**Provided passage**
::::::

The Olympic Charter promotes “the preservation of human dignity” and prohibits all forms of discrimination, including discrimination on the basis of national origin. But there is one country at the Olympics that is treated differently than other countries.
If you don’t already know which one, go to the Olympics website and scroll through the list of National Olympic Committees. You’ll see the names of each country along with its national flag. One of those countries is imaginary. It literally does not exist. The national flag is also fake.
This country and its athletes are banned from carrying their real flag, playing their real national anthem, and using their country’s real name at the Olympics and at all other international sporting events.
This country hosted the World University Games in 2017, and its athletes were banned from carrying their nation’s flag in their own country. The outrageousness of the whole situation was enough to inspire athletes from another country, Argentina, to protest by bursting into the closing ceremony waving the host country’s flag — to much applause by local spectators.
Such experiences are humiliating not just for this country’s athlete but for all 24 million of its citizens. They were so upset by it that they held a vote in 2018 on whether to defy the name ban at the 2020 Tokyo Olympics. Days before the election, in an apparent attempt to intimidate voters, the International Olympic Committee threatened to expel this country from the Olympics if it dared to use its real name. The IOC succeeded in tipping the election but just barely.
It seems bizarre that the IOC would be so hellbent on preventing a country from using its real name and flag at the Olympics. The IOC’s behavior not only violates the Olympic Charter but also basic human decency. How to explain it?
In one word: China. Behind the scenes, the Chinese Communist Party is pulling the strings. It is pulling the strings so artfully that it was able to get this country stripped of its right to host the 2019 East Asian Youth Games, even after this country had spent 3 years and more than $20 million preparing for it.
Unfortunately, the CCP’s leverage expands well beyond the world of sports. It has prevented this country from gaining membership to the United Nations and the World Health Organization even though this country is widely recognized as having been one of the best in the world at managing the COVID-19 pandemic.
China has also successfully used its economic and military weight to pressure most foreign nations to cut off formal diplomatic relations with this country. Most disturbingly of all, the Chinese government is openly threatening to invade this country. The only thing that has been standing in its way is the United States military.
Have you guessed which country we are talking about yet? The name of the country is not “Chinese Taipei,” which is the name that it is forced to compete under in the Olympics. This country’s real name — the name that it prefers to be called — is Taiwan.
Last month, I started a petition demanding equal treatment for Taiwan’s athletes, urging that they be allowed to compete in the Olympics using the name, flag, and anthem of their real country. Although hundreds of people have signed the petition, the IOC has ignored it so far.
The IOC shouldn’t be allowed to escape accountability.
Right now, many countries are debating whether or not to boycott the 2022 Beijing Winter Olympics. More than 150 human rights organizations and political leaders have accused the IOC of turning a blind eye to China’s human rights abuses in Xinjiang, Tibet, and Hong Kong. I would go a step further and argue that the IOC is guilty of carrying out human rights violations on China’s behalf. Article 15 of the Universal Declaration of Human Rights states, “Everyone has the right to a nationality. No one shall be arbitrarily deprived of his [or her] nationality.” Yet, the IOC is depriving the Taiwanese of their nationality.
As government leaders around the world decide whether or not to boycott the Beijing Winter Olympics, one of the things that should factor into their decision is whether or not the IOC has the moral integrity to admit that its past treatment of the Taiwanese is wrong. If the IOC does not rectify its mistakes by giving the Taiwanese their nationality back at the 2020 Tokyo Olympics this summer, Taiwan’s allies should boycott the 2022 Beijing Winter Olympics in protest.
Lindell Lucy is an American who teaches at an international school in Tokyo.

::::::

Excerpts from a dataset
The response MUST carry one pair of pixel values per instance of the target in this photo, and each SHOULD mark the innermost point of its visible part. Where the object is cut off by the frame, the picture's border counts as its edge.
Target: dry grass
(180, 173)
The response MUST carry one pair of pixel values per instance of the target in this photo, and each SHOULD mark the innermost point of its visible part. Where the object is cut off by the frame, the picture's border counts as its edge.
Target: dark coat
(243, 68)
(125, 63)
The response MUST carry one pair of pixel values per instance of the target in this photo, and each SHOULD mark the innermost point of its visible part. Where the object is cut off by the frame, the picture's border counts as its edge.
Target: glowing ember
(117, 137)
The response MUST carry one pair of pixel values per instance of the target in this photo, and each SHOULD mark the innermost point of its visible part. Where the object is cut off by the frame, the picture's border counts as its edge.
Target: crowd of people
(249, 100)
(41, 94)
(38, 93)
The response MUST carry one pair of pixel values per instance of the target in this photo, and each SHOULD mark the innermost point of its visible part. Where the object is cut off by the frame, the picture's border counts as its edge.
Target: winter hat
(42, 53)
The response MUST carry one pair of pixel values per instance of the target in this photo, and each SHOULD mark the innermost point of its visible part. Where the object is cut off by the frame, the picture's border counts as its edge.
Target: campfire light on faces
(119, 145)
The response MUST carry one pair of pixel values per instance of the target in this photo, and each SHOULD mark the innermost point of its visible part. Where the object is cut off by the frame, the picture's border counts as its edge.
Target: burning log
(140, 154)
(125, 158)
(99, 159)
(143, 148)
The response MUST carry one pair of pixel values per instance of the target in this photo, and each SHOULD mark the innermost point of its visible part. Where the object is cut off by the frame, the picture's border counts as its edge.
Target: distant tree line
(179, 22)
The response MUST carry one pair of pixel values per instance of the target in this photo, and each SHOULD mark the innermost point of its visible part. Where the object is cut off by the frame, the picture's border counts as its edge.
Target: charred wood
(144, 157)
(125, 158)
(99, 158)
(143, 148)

::::::

**Exercise**
Rewrite the Taiwan article from "If you don’t" up to and including "by local spectators.", changing "imaginary" to "fictional".

**Expected answer**
If you don’t already know which one, go to the Olympics website and scroll through the list of National Olympic Committees. You’ll see the names of each country along with its national flag. One of those countries is fictional. It literally does not exist. The national flag is also fake.
This country and its athletes are banned from carrying their real flag, playing their real national anthem, and using their country’s real name at the Olympics and at all other international sporting events.
This country hosted the World University Games in 2017, and its athletes were banned from carrying their nation’s flag in their own country. The outrageousness of the whole situation was enough to inspire athletes from another country, Argentina, to protest by bursting into the closing ceremony waving the host country’s flag — to much applause by local spectators.